▶ _EXERCÍCIO CURTO A_:
Repita, sem mudar nada, a parte do texto sobre os Poemas para Adriano que fica entre "Que inda mais" e "de Montemaior.", incluindo esses dois trechos.

▶ _TRECHO DO DOCUMENTO_:
________________________

Poemas para Adriano é o conjunto de nove poemas de Manuel Fonseca escritos especialmente para o álbum Que nunca mais, lançado pelo músico português Adriano Correia de Oliveira, em 1975. Com esse álbum, o músico foi eleito o Artista do Ano, pela revista inglesa Music Week.
SAIBAM TODOS EM MONTEMAIOR
Tu que vens agora de Montemaior
que de Montemaior és agora chegado
diz-me se trazes recado
do meu amor
de quem fui separado
lá em Montemaior.
Não temas os ferros deste gradeado
nem as espadas ruins que há em meu redor
tu de Montemaior agora chegado
nesta hora chegado de Montemaior
conta-me o recado
que tens por mandado
do meu amor
de quem fui apartado
lá em Montemaior.
Que inda mais me ama quem me tem amado?
Que inda agora luta pelo que eu lutava?
Se é esse o recado
que trazes mandado
pelo meu amor
outro eu não esperava
de Montemaior.

________________________

Registros de anotação de coordenadas
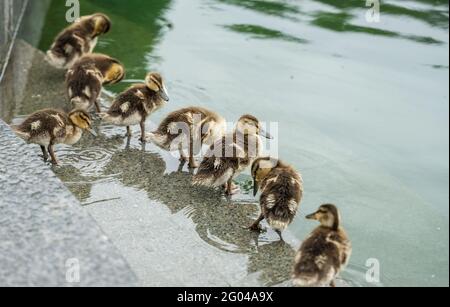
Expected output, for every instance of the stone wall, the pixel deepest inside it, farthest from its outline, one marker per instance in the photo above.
(10, 14)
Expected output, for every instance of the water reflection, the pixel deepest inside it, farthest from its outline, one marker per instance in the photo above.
(261, 32)
(217, 222)
(276, 8)
(343, 20)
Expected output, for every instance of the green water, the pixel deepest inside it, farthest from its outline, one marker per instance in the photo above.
(362, 107)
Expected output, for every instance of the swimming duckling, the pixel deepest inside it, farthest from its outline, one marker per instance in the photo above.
(231, 155)
(50, 127)
(325, 253)
(86, 77)
(77, 40)
(137, 103)
(282, 192)
(189, 129)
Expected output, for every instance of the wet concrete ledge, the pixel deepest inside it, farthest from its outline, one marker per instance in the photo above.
(44, 232)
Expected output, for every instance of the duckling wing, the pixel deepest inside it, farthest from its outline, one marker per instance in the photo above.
(219, 165)
(125, 106)
(318, 261)
(280, 199)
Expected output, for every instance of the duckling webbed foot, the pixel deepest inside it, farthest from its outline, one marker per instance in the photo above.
(256, 226)
(52, 155)
(97, 107)
(280, 234)
(44, 153)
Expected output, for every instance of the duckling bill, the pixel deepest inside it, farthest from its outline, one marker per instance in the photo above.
(325, 253)
(50, 127)
(85, 79)
(231, 155)
(136, 104)
(281, 193)
(77, 40)
(189, 128)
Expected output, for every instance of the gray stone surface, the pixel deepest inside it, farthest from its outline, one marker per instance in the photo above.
(169, 232)
(42, 226)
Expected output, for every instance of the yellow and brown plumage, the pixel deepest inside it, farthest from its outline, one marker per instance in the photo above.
(189, 129)
(85, 79)
(136, 104)
(231, 155)
(325, 253)
(50, 127)
(281, 193)
(78, 39)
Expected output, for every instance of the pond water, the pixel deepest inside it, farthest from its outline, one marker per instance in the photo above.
(362, 111)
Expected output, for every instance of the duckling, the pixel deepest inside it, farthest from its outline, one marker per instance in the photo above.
(77, 40)
(86, 77)
(189, 129)
(231, 155)
(50, 127)
(137, 103)
(282, 192)
(325, 253)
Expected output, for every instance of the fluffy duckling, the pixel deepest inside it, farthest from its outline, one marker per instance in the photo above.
(281, 193)
(189, 129)
(77, 40)
(137, 103)
(231, 155)
(325, 253)
(85, 79)
(50, 127)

________________________

▶ _EXERCÍCIO CURTO B_:
Formate como tabela Markdown só as linhas da listagem que vão da linha que contém "Expected output, for every instance of the duckling bill, the" até o fim da listagem, com as duas pontas incluídas. Use as colunas "Nº", com a numeração das linhas, e "Linha", e deixe de fora as linhas em branco.

▶ _RESPOSTA CERTA A_:
Que inda mais me ama quem me tem amado?
Que inda agora luta pelo que eu lutava?
Se é esse o recado
que trazes mandado
pelo meu amor
outro eu não esperava
de Montemaior.

▶ _RESPOSTA CERTA B_:
| Nº | Linha |
|---|---|
| 1 | Expected output, for every instance of the duckling bill, the pixel deepest inside it, farthest from its outline, one marker per instance in the photo above. |
| 2 | (325, 253) |
| 3 | (50, 127) |
| 4 | (85, 79) |
| 5 | (231, 155) |
| 6 | (136, 104) |
| 7 | (281, 193) |
| 8 | (77, 40) |
| 9 | (189, 128) |
| 10 | Expected output, for every instance of the gray stone surface, the pixel deepest inside it, farthest from its outline, one marker per instance in the photo above. |
| 11 | (169, 232) |
| 12 | (42, 226) |
| 13 | Expected output, for every instance of the yellow and brown plumage, the pixel deepest inside it, farthest from its outline, one marker per instance in the photo above. |
| 14 | (189, 129) |
| 15 | (85, 79) |
| 16 | (136, 104) |
| 17 | (231, 155) |
| 18 | (325, 253) |
| 19 | (50, 127) |
| 20 | (281, 193) |
| 21 | (78, 39) |
| 22 | Expected output, for every instance of the pond water, the pixel deepest inside it, farthest from its outline, one marker per instance in the photo above. |
| 23 | (362, 111) |
| 24 | Expected output, for every instance of the duckling, the pixel deepest inside it, farthest from its outline, one marker per instance in the photo above. |
| 25 | (77, 40) |
| 26 | (86, 77) |
| 27 | (189, 129) |
| 28 | (231, 155) |
| 29 | (50, 127) |
| 30 | (137, 103) |
| 31 | (282, 192) |
| 32 | (325, 253) |
| 33 | Expected output, for every instance of the fluffy duckling, the pixel deepest inside it, farthest from its outline, one marker per instance in the photo above. |
| 34 | (281, 193) |
| 35 | (189, 129) |
| 36 | (77, 40) |
| 37 | (137, 103) |
| 38 | (231, 155) |
| 39 | (325, 253) |
| 40 | (85, 79) |
| 41 | (50, 127) |